=== Source ===
(begin)

City believes initiative is not part of clean water solution

The Los Angeles County Board of Supervisors has granted an extension for those who want to protest the proposed countywide Clean Water, Clean Beaches tax initiative. If approved, the measure would charge residents an annual fee to help pay for water quality projects.

The city of Claremont, the Claremont Unified School District and the Pomona Valley Protective Association (PVPA) joined with numerous other municipalities, school districts and organizations across the county to add their voice in opposition against the Clean Water, Clean Beaches tax, which would cost the city an estimated $102,703 a year.

The Clean Water fee is expected to cost the average single-family homeowner in Claremont $54 a year of what city officials believe will add up to $1,539,658 annually for residents. Only 40 percent of those funds will be returned to the city for use in its water treatment, Brian Desatnik, director of community development, noted earlier this month.

“The measure provides an inadequate amount of funding to deal with the full compliance issue for the city,” he told the council on January 8. “We believe that if there is going to be an approach to local funding, we should have more control over the entire funding source generated locally and that it should deal with the entirety of the issue and not just a small portion.

“It’s just not a solution to the problem,” he continued.

(end)

Region labeling records
(begin)

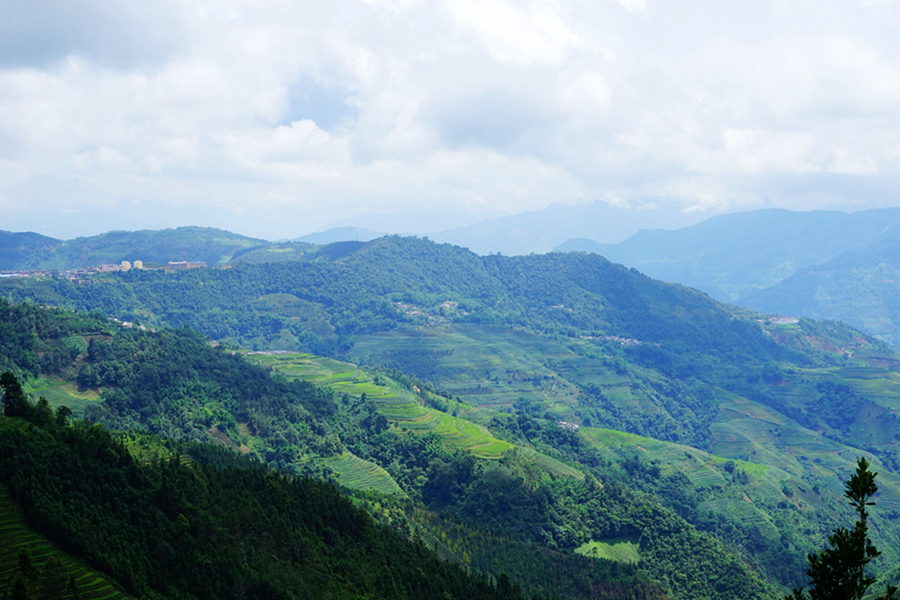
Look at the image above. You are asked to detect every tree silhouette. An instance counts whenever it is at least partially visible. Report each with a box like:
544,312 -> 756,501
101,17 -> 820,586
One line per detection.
785,457 -> 897,600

(end)

=== What is asked ===
• a. According to the article on the Clean Water, Clean Beaches tax, how much is the fee expected to cost the average single-family homeowner in Claremont each year?
• b. Arrange every line of the region labeling records as a JSON list of strings, one string per line, skipping blank lines and leaving the pictures out.

=== Responses to the tasks ===
• a. $54 a year.

• b.
[
  "Look at the image above. You are asked to detect every tree silhouette. An instance counts whenever it is at least partially visible. Report each with a box like:",
  "544,312 -> 756,501",
  "101,17 -> 820,586",
  "One line per detection.",
  "785,457 -> 897,600"
]